Aufgaben:
(1) Welches Gericht beanstandete laut dem Artikel über die Hooligan-Datei die Speicherung der Fußballfans?
(2) Gib den Abschnitt aus dem Artikel über die Hooligan-Datei wortgetreu wieder, zwischen „Rund 10.000 deutsche Fußballanhänger“ und „politisch motivierte Gewalttäter.“, beide eingeschlossen.
━━ Textauszug
Unerlaubte Datenspeicherung: Hooligan-Datei findet keine Fans

Rund 10.000 deutsche Fußballanhänger sind in einem Gewalttäterregister gespeichert. Dafür gibt es gar keine Rechtsgrundlage. Die Regierung blockiert.

Sind ihre Namen auch gespeichert? Rostocker Hooligans beim Auswärtsspiel gegen Sankt Pauli. Bild: dpa

Bereits vor knapp einem Jahr beanstandete das Verwaltungsgericht Hannover: Ohne rechtliche Grundlage sind rund 10.000 deutsche Fußballfans in der Datei "Gewalttäter Sport" gespeichert. Doch noch immer weigert sich die Bundesregierung, Konsequenzen zu ziehen, wie Innen-Staatssekretär Christoph Bergner (CDU) jetzt dem Sportausschuss des Bundestags mitteilte. Der Konflikt betrifft auch andere BKA-Dateien über politisch motivierte Gewalttäter.
━━━━
━━ Datenauszüge
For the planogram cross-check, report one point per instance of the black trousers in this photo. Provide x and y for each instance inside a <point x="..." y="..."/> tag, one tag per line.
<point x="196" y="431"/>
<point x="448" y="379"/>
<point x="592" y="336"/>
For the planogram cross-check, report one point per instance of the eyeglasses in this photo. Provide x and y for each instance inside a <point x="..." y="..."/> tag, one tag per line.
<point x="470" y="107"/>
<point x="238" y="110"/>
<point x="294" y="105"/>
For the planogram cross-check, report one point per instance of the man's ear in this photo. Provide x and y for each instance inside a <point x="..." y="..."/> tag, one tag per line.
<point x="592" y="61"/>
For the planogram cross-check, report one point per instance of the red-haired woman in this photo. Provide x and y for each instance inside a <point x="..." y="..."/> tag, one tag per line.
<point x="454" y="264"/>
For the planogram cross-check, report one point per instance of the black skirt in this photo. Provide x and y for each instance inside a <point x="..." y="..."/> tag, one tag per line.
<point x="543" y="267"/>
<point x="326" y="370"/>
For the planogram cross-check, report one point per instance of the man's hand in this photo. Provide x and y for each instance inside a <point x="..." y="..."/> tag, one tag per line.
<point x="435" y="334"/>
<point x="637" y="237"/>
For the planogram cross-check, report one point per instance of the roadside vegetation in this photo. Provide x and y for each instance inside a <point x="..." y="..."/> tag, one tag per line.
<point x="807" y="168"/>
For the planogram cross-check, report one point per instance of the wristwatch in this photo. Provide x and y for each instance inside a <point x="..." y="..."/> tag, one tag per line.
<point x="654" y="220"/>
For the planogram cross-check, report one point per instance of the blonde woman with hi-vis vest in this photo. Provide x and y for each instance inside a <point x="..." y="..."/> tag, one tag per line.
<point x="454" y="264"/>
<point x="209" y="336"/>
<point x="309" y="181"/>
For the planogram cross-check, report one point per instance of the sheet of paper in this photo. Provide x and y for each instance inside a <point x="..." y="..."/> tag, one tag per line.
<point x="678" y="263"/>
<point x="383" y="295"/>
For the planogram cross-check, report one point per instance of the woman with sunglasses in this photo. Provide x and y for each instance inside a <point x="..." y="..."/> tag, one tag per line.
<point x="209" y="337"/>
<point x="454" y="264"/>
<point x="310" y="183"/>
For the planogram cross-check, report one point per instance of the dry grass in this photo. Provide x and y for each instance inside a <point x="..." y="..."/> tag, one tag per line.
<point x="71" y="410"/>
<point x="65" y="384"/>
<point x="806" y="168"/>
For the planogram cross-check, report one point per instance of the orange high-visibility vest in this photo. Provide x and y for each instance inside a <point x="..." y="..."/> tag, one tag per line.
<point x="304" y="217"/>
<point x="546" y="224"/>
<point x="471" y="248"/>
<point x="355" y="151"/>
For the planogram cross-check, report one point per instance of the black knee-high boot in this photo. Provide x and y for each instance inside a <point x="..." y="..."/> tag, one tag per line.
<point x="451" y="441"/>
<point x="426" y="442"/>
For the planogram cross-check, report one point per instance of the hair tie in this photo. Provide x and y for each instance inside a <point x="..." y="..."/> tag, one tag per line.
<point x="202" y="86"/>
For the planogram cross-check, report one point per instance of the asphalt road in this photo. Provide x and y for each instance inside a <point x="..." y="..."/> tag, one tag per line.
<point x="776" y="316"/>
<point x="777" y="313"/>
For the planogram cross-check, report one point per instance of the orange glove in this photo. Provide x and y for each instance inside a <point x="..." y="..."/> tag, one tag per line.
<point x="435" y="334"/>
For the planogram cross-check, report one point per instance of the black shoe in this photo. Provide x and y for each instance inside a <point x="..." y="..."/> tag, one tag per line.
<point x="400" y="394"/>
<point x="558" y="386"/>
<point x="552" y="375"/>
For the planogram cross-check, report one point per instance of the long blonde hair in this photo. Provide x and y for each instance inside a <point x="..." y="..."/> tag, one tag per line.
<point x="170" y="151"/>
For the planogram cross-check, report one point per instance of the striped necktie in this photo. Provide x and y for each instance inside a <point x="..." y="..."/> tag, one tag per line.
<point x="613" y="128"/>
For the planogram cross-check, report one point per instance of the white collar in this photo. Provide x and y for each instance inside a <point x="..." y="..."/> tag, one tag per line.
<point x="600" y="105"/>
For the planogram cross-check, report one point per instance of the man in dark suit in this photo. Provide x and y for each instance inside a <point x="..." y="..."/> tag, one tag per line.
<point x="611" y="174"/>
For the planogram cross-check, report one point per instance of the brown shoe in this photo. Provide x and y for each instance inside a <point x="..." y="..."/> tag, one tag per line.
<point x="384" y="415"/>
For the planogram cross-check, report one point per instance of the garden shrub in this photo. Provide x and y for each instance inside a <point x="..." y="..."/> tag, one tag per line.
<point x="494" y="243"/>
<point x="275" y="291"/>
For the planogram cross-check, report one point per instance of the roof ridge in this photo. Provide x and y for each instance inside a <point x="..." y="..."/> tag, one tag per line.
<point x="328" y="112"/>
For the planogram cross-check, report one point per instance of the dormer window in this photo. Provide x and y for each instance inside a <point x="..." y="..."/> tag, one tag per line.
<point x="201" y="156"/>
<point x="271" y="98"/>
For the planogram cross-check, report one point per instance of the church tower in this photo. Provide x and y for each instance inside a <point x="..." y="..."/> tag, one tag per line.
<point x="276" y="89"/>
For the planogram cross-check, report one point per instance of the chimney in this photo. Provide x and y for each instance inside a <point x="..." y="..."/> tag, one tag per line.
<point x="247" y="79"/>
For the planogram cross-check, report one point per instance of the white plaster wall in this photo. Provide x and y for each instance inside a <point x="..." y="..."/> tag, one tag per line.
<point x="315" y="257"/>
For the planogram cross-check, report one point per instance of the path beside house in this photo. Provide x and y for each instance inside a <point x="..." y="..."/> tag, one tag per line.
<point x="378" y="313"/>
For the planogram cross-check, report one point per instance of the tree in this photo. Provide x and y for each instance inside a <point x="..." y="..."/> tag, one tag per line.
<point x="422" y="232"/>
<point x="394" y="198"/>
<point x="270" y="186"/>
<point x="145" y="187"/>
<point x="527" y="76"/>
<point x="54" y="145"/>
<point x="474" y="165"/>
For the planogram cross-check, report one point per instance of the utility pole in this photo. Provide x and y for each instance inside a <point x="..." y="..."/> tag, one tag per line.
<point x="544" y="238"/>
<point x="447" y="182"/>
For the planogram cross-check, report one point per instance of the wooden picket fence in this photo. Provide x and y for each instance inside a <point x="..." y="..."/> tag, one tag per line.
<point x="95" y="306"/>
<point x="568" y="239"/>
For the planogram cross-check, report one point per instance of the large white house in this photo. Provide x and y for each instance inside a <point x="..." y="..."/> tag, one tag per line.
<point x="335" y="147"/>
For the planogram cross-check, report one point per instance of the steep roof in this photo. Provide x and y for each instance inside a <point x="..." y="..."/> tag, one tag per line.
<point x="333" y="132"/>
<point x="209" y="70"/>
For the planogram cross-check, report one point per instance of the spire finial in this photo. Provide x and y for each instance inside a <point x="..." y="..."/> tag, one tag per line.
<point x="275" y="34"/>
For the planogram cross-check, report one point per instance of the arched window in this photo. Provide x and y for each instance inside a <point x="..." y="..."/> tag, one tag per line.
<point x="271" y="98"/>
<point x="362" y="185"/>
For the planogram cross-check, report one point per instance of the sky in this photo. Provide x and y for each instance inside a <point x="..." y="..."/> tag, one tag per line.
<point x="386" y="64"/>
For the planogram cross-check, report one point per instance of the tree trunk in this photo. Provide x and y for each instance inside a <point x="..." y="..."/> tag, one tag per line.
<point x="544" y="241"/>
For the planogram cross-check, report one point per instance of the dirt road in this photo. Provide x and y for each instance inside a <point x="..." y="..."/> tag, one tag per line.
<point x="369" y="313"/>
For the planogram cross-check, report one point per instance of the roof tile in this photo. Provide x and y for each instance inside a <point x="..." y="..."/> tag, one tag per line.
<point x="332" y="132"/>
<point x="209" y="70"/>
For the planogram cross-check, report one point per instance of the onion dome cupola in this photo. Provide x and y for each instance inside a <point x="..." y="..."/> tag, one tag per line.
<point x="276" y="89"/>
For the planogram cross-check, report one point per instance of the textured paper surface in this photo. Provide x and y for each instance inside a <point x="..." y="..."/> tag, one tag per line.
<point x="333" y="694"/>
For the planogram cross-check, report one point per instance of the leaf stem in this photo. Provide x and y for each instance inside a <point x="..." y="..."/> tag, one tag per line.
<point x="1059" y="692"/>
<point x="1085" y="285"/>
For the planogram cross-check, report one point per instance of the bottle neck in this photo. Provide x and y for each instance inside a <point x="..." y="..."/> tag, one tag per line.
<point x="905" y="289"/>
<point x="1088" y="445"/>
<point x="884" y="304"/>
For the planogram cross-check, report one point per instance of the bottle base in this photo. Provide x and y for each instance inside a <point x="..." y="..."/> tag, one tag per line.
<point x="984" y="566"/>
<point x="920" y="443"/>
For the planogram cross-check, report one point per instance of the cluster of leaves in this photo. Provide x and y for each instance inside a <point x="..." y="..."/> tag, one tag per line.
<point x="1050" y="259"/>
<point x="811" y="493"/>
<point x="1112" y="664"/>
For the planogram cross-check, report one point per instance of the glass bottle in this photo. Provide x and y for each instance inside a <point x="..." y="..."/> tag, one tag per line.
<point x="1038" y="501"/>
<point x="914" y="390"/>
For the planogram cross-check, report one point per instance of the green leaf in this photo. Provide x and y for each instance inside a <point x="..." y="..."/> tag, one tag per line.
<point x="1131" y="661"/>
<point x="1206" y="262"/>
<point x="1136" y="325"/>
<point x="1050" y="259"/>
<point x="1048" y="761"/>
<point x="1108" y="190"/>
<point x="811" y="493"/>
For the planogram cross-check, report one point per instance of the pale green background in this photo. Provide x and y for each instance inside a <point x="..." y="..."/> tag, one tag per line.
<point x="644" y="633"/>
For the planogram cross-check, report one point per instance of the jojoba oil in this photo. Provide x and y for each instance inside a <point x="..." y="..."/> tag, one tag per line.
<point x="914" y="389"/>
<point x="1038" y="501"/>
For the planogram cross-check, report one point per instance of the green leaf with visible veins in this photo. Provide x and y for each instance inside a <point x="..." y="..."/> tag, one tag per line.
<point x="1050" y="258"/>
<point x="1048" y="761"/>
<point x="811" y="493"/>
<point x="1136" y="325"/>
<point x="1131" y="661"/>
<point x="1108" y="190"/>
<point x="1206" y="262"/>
━━━━
Lösungen:
(1) Das Verwaltungsgericht Hannover.

(2)
Rund 10.000 deutsche Fußballanhänger sind in einem Gewalttäterregister gespeichert. Dafür gibt es gar keine Rechtsgrundlage. Die Regierung blockiert.

Sind ihre Namen auch gespeichert? Rostocker Hooligans beim Auswärtsspiel gegen Sankt Pauli. Bild: dpa

Bereits vor knapp einem Jahr beanstandete das Verwaltungsgericht Hannover: Ohne rechtliche Grundlage sind rund 10.000 deutsche Fußballfans in der Datei "Gewalttäter Sport" gespeichert. Doch noch immer weigert sich die Bundesregierung, Konsequenzen zu ziehen, wie Innen-Staatssekretär Christoph Bergner (CDU) jetzt dem Sportausschuss des Bundestags mitteilte. Der Konflikt betrifft auch andere BKA-Dateien über politisch motivierte Gewalttäter.